>>>

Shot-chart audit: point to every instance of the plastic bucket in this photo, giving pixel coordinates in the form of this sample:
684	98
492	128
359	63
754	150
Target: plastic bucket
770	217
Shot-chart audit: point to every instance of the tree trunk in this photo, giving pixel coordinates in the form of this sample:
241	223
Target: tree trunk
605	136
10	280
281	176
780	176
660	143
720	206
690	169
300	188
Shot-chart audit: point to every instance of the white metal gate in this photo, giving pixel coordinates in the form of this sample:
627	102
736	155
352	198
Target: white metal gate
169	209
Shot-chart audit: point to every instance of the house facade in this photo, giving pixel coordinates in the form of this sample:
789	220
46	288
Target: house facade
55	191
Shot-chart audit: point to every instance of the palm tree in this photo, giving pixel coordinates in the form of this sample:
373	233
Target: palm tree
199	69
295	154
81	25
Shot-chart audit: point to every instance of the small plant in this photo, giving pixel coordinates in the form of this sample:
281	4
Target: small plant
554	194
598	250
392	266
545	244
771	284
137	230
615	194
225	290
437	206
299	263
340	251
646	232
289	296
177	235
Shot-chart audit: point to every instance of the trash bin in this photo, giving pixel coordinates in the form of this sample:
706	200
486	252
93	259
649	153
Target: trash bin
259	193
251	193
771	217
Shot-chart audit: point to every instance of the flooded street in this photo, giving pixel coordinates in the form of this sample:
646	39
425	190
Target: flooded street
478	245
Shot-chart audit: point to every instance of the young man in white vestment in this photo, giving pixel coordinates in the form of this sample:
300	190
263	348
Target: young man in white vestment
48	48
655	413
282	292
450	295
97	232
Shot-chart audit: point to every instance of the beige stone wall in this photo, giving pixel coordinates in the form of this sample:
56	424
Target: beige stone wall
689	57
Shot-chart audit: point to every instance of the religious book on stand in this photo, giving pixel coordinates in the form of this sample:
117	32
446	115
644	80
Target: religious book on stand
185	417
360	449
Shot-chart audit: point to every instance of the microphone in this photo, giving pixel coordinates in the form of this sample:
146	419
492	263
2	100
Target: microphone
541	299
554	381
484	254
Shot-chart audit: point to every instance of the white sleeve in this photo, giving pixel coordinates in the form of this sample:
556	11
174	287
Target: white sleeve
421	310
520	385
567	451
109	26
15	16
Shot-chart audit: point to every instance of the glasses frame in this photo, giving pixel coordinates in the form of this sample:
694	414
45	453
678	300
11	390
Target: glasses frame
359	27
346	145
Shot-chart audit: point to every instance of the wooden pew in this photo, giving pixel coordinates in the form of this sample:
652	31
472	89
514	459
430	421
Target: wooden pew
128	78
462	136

<<<

Exercise goal =
Reproduce the data in full, exactly as presented.

Response to this task =
Shot-chart audit: point to every instance of the plastic bucket in this photo, giving pixel coordinates in the form of this sample:
684	98
492	128
359	63
754	150
Target: plastic bucket
770	217
Shot-chart audit: point to every instance of the tree trunk in this photo, giving pixel coordinates in the form of this sample:
241	223
Target: tree trunk
605	136
10	280
281	176
780	176
660	143
720	206
690	169
300	188
Shot-chart audit: point to every instance of the white metal gate in this photo, giving pixel coordinates in the form of this sample:
627	102
736	155
352	198
Target: white metal gate
169	209
Shot-chart audit: point to every instance of the house facade in this photo, giving pixel coordinates in the form of this sample:
789	220
46	288
Target: house facade
55	191
Shot-chart audit: point to every instance of the palm tree in this photo, giving pixel coordinates in the form of this sample:
373	233
Target: palm tree
199	69
295	154
81	25
Shot-chart audit: point to every instance of the small plant in this photo, giving pixel coordinates in the form of this sample:
281	4
Target: small plant
554	194
598	250
392	266
545	244
771	284
137	230
615	194
225	290
437	206
299	263
340	251
646	232
289	296
177	235
Shot-chart audit: point to every instance of the trash bin in this photo, giving pixel coordinates in the form of this sample:
706	200
486	252
93	259
649	153
Target: trash bin
259	193
251	193
771	217
Shot-chart audit: point to every instance of the flooded street in this photo, giving pixel coordinates in the form of this sample:
646	39
425	190
Target: flooded street
478	245
Shot-chart audit: point to every instance of the young man in white vestment in this photo, giving pixel coordinates in the form of this sample:
300	190
263	348
Target: young man in white vestment
48	48
655	413
282	292
450	295
97	232
Shot-chart audit: point to every instance of the beige stone wall in this photo, giving pixel coordinates in the form of this sample:
56	424
Target: beige stone wall
689	57
Shot-chart audit: point to every instance of the religious book on stand in this photo, giving pixel coordinates in the form of this sample:
117	32
446	115
644	80
Target: religious book on stand
185	417
360	449
Shot-chart audit: point to every instance of the microphone in this photo, giving pixel coordinates in the form of this sample:
146	419
492	263
2	100
Target: microphone
541	299
554	381
484	254
Shot-chart audit: point to every instance of the white sleeve in this photo, giving pixel coordinates in the form of this sample:
556	11
174	287
Target: white sleeve
421	310
520	385
567	451
109	26
15	16
Shot-chart audit: point to every instance of the glasses frame in this photo, giving pixel coordinates in the form of this sample:
694	414
45	453
678	300
11	390
Target: glasses frame
359	27
346	145
Shot-chart audit: point to every instance of the wooden pew in this photo, giving pixel coordinates in the form of this sample:
652	31
472	89
514	459
430	421
Target: wooden pew
128	78
462	136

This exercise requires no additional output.